Each line below with the word "Goal" needs to be copied.

> [Data for the task]
········

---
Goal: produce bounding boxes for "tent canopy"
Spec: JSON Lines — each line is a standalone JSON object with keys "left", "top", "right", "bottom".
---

········

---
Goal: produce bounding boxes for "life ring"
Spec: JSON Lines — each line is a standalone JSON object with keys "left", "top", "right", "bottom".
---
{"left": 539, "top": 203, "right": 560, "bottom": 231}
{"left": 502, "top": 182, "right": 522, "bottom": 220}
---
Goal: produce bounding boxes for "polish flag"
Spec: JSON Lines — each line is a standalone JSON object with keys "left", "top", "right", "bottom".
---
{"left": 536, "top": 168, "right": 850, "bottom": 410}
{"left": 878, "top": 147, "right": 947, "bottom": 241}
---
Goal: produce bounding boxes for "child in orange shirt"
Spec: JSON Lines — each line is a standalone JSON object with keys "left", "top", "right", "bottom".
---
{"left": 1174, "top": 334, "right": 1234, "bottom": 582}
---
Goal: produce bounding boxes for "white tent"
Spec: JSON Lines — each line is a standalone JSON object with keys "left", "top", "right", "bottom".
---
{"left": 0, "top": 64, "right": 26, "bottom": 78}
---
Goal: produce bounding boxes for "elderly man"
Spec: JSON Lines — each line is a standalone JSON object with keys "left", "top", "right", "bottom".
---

········

> [Result for this task]
Goal: produce bounding boxes for "tent canopy"
Goal: produce bounding boxes for "life ring"
Goal: produce bounding boxes for "polish flag"
Goal: produce bounding boxes for "child in orange shirt"
Goal: produce bounding boxes for "white tent"
Goal: produce bounding boxes for "elderly man"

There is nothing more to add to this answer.